#### [TASK ITEM]
Look through the listing below and give the number of lines that hold "dark". Say nothing more.
--- DATA TO USE Enclosed Below ---
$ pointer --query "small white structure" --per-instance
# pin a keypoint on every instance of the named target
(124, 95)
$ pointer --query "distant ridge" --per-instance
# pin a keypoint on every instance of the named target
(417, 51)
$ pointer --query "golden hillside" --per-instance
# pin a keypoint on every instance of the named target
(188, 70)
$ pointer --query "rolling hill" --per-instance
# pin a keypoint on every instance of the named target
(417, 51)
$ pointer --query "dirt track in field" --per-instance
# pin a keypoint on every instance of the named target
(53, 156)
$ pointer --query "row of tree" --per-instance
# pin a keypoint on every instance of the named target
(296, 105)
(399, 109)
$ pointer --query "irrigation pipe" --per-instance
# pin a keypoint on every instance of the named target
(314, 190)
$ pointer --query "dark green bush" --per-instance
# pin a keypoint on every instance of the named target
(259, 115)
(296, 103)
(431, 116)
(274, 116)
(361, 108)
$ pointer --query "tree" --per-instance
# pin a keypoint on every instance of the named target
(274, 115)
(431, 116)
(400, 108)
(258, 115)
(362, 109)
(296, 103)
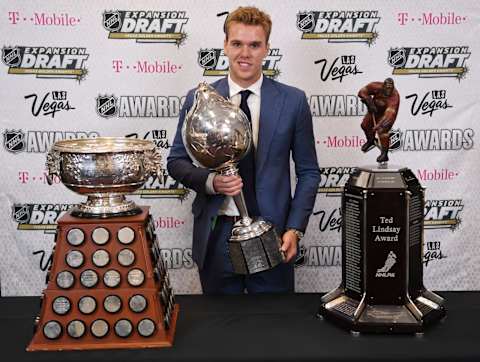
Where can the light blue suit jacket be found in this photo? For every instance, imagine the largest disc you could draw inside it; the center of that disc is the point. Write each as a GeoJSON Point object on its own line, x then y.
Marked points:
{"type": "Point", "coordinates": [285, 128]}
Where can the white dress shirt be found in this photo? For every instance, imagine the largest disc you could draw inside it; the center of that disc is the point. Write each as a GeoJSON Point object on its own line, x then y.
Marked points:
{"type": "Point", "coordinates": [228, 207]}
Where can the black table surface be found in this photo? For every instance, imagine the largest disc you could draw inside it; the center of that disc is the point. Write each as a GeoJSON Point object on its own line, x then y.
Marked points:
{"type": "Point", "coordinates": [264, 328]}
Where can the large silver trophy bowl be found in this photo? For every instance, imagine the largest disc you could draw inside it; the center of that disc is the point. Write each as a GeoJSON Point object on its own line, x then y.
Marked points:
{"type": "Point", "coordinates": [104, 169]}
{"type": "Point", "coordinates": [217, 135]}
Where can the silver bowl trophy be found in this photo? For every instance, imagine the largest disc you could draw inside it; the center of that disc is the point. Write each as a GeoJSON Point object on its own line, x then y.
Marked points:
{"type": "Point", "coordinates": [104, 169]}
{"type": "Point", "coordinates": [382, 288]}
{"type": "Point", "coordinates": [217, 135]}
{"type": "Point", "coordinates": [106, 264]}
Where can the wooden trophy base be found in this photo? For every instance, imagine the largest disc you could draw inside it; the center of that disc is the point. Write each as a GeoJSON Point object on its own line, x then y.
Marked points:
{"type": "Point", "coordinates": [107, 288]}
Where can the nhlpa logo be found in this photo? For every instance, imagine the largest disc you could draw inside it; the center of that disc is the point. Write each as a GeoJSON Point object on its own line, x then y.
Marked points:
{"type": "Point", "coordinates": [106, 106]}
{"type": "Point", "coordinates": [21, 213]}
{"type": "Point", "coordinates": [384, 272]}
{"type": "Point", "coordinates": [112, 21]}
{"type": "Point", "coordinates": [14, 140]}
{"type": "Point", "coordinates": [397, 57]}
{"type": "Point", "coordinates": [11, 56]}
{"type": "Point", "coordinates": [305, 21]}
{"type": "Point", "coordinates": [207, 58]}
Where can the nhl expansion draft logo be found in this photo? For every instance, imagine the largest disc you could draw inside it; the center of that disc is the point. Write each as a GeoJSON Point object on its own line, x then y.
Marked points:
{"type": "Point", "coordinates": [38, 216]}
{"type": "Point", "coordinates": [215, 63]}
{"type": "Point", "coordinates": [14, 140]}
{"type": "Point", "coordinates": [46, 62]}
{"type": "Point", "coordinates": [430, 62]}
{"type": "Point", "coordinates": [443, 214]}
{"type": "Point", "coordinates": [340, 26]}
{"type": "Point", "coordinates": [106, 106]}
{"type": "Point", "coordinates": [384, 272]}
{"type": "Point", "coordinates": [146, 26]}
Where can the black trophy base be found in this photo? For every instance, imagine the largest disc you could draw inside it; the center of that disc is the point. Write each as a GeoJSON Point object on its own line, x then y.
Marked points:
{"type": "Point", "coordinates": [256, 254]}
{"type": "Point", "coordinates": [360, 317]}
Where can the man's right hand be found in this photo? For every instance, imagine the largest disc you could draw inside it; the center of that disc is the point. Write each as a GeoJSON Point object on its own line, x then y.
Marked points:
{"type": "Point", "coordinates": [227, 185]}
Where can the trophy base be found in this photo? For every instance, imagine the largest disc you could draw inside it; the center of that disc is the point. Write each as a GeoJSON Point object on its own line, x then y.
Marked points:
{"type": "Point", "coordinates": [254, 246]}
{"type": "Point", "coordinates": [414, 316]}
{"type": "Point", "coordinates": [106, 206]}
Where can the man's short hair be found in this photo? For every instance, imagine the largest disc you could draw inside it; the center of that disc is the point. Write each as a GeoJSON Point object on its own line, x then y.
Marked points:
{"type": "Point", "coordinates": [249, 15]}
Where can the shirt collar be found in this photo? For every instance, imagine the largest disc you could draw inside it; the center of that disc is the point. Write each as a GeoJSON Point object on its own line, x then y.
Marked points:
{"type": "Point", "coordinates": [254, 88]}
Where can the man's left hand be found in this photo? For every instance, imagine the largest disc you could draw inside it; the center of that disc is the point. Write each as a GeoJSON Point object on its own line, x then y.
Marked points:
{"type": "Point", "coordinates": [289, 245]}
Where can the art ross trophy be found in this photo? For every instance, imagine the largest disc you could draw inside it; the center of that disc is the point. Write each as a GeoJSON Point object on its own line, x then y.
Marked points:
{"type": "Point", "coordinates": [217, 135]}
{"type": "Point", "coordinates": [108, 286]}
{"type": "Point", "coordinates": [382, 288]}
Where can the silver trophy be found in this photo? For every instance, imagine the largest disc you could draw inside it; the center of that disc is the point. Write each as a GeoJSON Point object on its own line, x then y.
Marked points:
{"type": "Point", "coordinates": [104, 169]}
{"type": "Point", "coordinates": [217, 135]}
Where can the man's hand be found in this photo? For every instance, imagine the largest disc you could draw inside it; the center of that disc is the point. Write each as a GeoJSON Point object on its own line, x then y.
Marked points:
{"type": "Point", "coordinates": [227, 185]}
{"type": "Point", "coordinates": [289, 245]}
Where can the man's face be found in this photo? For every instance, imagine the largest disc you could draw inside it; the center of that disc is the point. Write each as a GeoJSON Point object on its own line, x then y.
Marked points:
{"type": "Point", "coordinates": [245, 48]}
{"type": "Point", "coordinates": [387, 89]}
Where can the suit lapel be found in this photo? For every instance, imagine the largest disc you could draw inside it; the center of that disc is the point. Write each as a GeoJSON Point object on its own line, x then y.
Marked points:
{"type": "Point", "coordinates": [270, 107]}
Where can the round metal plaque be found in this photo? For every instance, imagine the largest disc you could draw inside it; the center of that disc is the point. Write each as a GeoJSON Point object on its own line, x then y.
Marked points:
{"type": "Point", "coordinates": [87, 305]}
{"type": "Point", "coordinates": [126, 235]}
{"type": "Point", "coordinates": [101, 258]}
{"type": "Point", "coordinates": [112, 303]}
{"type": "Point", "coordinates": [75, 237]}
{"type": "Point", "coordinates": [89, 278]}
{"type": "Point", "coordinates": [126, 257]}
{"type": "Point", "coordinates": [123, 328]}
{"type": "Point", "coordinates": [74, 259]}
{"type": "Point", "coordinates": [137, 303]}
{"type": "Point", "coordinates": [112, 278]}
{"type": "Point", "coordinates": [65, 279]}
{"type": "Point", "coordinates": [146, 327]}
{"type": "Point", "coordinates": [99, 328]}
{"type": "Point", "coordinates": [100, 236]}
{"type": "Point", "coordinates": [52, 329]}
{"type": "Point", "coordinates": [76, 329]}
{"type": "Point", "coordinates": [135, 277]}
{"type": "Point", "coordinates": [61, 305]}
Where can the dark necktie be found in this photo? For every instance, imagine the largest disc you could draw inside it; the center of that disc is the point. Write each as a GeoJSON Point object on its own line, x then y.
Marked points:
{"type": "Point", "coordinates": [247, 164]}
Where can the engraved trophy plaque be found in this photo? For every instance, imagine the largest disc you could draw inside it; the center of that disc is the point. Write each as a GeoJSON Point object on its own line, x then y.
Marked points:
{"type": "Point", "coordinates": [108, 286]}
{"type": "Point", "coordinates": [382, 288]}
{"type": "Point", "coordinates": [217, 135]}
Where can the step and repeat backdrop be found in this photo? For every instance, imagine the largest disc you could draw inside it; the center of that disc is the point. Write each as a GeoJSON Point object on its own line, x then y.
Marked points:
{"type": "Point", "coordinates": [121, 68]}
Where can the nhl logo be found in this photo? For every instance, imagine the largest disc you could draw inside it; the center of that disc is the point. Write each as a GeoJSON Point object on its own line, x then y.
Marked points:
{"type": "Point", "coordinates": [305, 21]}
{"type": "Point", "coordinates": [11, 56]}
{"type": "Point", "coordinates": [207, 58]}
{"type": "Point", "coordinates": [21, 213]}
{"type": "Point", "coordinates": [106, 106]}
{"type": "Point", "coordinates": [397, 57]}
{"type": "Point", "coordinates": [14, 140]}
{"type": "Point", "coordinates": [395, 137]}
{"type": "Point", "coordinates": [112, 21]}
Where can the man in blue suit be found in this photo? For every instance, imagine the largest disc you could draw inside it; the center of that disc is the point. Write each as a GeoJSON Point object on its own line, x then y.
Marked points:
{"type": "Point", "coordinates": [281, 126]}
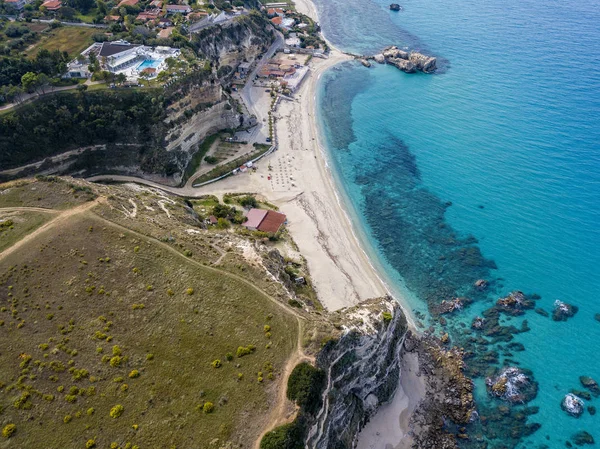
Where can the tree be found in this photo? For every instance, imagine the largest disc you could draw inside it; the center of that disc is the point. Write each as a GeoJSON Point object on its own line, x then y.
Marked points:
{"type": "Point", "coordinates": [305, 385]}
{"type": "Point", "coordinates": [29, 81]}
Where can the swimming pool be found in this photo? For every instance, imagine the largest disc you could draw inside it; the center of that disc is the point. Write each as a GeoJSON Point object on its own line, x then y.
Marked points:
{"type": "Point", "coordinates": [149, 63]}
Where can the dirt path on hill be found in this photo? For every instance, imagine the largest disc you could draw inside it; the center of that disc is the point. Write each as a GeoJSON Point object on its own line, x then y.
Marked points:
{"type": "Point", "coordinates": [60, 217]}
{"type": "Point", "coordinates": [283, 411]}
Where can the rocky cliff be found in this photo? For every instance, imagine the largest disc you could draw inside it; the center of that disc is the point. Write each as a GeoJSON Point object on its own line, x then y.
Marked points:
--- End of Enclosed DATA TO USE ---
#### [YOUR RESPONSE]
2